- [PROVIDED ENTRIES]:
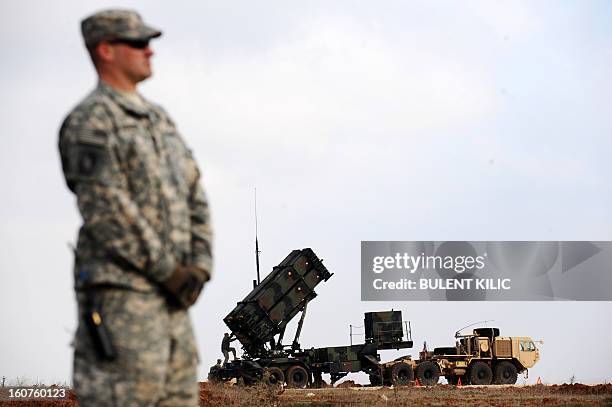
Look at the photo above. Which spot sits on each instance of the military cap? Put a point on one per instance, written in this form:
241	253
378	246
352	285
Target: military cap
115	24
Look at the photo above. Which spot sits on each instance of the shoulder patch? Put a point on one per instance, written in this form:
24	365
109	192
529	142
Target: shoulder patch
92	137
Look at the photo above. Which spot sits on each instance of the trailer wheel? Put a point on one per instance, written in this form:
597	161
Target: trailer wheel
505	373
273	376
297	377
428	373
480	373
401	374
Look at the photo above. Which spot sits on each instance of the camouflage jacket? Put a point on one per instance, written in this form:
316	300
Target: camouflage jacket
138	191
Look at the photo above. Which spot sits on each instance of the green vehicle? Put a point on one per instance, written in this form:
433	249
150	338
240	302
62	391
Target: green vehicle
260	319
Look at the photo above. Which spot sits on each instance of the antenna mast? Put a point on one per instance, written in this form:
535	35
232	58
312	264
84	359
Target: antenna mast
256	241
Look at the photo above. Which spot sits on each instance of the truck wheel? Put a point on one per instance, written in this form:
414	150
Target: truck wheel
453	380
297	377
428	373
273	376
505	373
401	374
375	380
480	373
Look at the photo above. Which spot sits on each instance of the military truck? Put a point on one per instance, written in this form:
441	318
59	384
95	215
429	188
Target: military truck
482	357
260	319
259	322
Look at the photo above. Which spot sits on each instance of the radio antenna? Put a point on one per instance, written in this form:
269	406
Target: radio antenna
256	241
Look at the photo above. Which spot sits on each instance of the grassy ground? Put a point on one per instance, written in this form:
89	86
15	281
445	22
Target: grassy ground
441	395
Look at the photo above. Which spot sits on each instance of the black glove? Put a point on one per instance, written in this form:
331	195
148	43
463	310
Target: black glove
185	284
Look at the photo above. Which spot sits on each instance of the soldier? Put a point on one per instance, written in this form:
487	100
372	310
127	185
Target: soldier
144	249
226	349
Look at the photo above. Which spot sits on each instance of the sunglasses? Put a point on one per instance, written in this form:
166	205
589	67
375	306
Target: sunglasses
137	44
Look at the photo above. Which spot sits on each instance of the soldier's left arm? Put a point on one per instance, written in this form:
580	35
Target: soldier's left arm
201	228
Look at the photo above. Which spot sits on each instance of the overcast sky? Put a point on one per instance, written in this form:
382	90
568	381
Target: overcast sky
397	120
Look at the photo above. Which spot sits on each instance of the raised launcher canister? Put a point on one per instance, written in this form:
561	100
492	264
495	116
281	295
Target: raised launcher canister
268	308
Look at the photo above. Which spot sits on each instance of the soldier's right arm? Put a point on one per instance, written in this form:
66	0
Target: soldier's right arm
93	171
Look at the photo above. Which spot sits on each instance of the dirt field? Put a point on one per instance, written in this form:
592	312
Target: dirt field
441	395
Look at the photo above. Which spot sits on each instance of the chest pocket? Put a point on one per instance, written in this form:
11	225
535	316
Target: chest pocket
140	156
177	162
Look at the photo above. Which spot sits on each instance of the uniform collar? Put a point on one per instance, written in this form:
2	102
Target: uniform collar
121	100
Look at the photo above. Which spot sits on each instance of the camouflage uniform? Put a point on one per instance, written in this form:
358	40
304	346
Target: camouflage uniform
144	213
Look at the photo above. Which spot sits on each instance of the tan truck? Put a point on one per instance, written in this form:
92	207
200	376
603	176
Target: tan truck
482	357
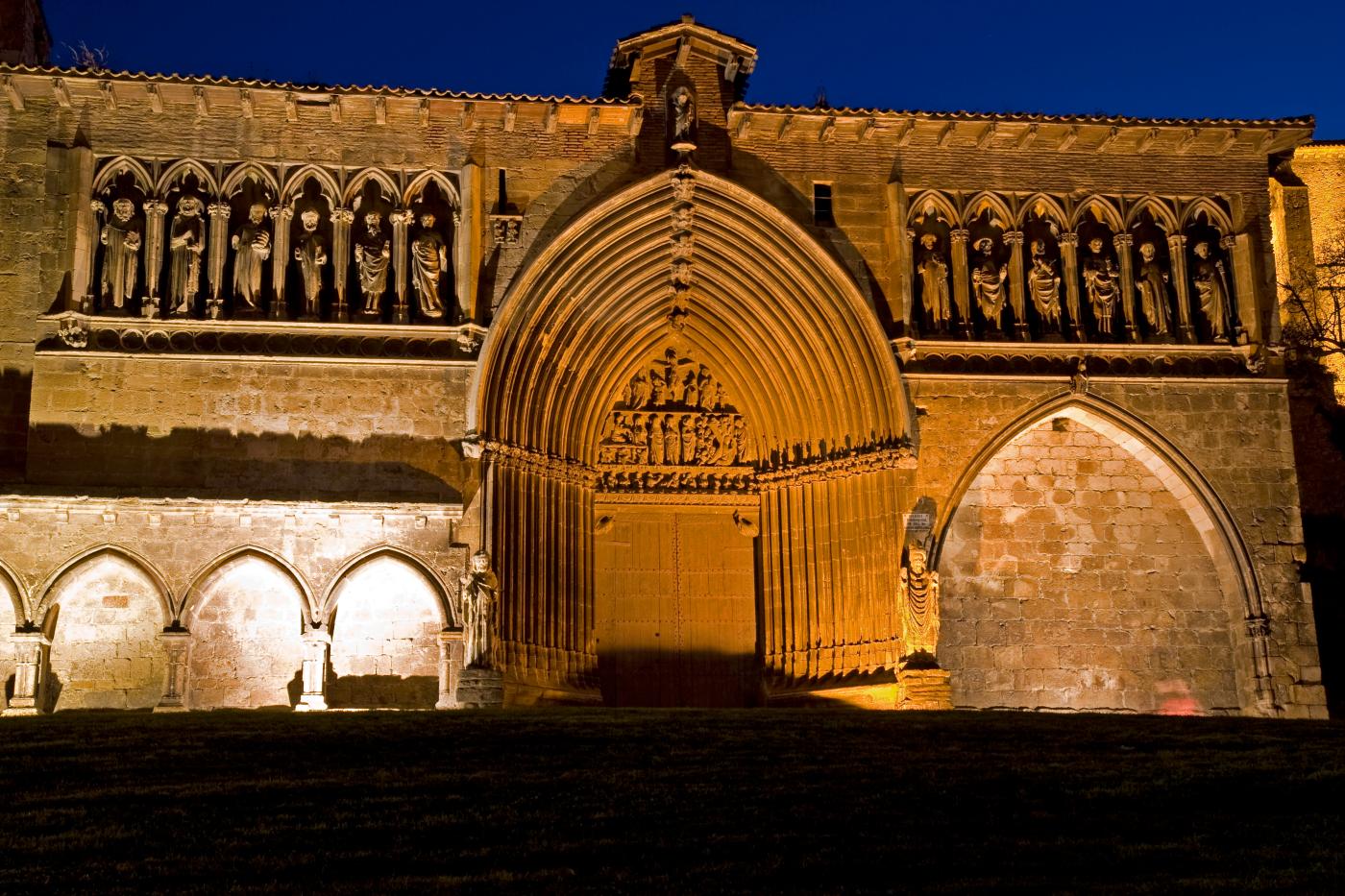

- [ABOUT THIS EXERCISE]: Excluding the images, copy all of the material above verbatim.

- [EXPECTED OUTPUT]:
Look at the photo above. Which spot sits on each instance of the military cap? Put a point on one per instance, written in this form:
241	253
378	246
352	285
Target: military cap
115	24
Look at the photo above. Which spot sits on each instance of the shoulder patch? Put a point on one per instance, written in this form:
24	365
109	192
529	142
Target: shoulder patch
92	137
Look at the photo above. Which spot sits on each instance of the trailer wheel? Put a point on one per instance, written in this form:
597	161
Target: trailer wheel
505	373
273	376
297	377
428	373
480	373
401	374
Look at the photo above. Which spot sits on each instance of the camouflage jacket? Put a point on one per instance, written in this form:
316	300
Target: camouflage jacket
138	191
Look at the photo above. Which spot sits on each instance of the green vehicle? Put a point on one per instance, written in this form:
433	249
150	338
240	302
62	391
Target: green vehicle
260	319
Look at the photo above. Which spot sits on each instance of the antenna mast? Put a point on one per instance, written in this form:
535	35
232	58
312	264
84	359
Target: antenna mast
256	241
Look at the photo above. Which spot sits on each instance of the truck wheel? Put a point on one per instance, written in this form:
414	150
Target: truck wheel
453	380
297	377
428	373
273	376
505	373
401	374
375	380
480	373
Look at the photo above. Which spot sits on each instance of the military truck? Put a point on one per instance, written in this form:
441	318
59	384
95	215
429	188
Target: military truck
482	357
260	319
259	322
Look at the photo above. Which spot sits on each instance of the radio antenna? Put a point on one per instance, written in this form:
269	406
Target: radio antenna
256	241
Look at the photo above. Which spot sits on each instance of the grassy ground? Put a point on one per instance, written in this form:
89	86
15	281
445	22
Target: grassy ground
441	395
Look at the photo above. Which spot sits on each instance of the black glove? Put a point on one per instance, written in this form:
331	195
148	43
463	310
Target: black glove
185	284
Look at the photo above. Which spot sits on each instance of the soldier? Put a point on one per instance, written in this form:
487	100
372	310
127	185
Target: soldier
144	249
226	349
Look at the photo above. Which spot sits on each instance of the sunglasses? Put a point on one per instance, written in this form:
166	205
589	67
375	306
Target: sunglasses
137	44
Look at the photo above. Which spot sits on each instance of the soldier's left arm? Put a point on one per instance, written in this form:
580	35
Target: soldier's left arm
201	228
Look at the photo above. Which spot sits on each instance of the overcast sky? Put a point on one per instance, written in this form:
382	90
568	381
Target: overcast sky
397	120
Look at the photo above. Which spot sits on each instance of the raised launcher canister? Put a point on one per instance, written in this form:
561	100
492	264
495	116
281	295
Target: raised launcher canister
268	308
Look at the photo above. Which spot sits on each instance of the soldier's right arm? Put a point on one per instance, written in this form:
66	0
Target: soldier's right arm
93	171
Look at the photo above. Which spot sits on each instance of the dirt field? Put a point on one per instance, written in this form:
592	312
Target: dirt field
441	395
Look at the photo above. Which spot sits on each instance of the chest pocket? Put a point on one per instance, written in this form:
11	225
535	316
Target: chest pocket
140	156
177	162
Look at the photo above. Which spot sits on each instance of the uniform collar? Put a point on one per instance, written in this form:
2	102
Target: uniform collar
121	100
Look at the photo above. Which spot sits on each instance of the camouflage uniform? Put a point on one per instance, written in this form:
358	40
304	346
Target: camouflage uniform
144	213
Look at the photo above. Which spot sits on each instance of the tan truck? Put a point on one per instance, written in this form:
92	207
200	376
603	176
Target: tan truck
482	357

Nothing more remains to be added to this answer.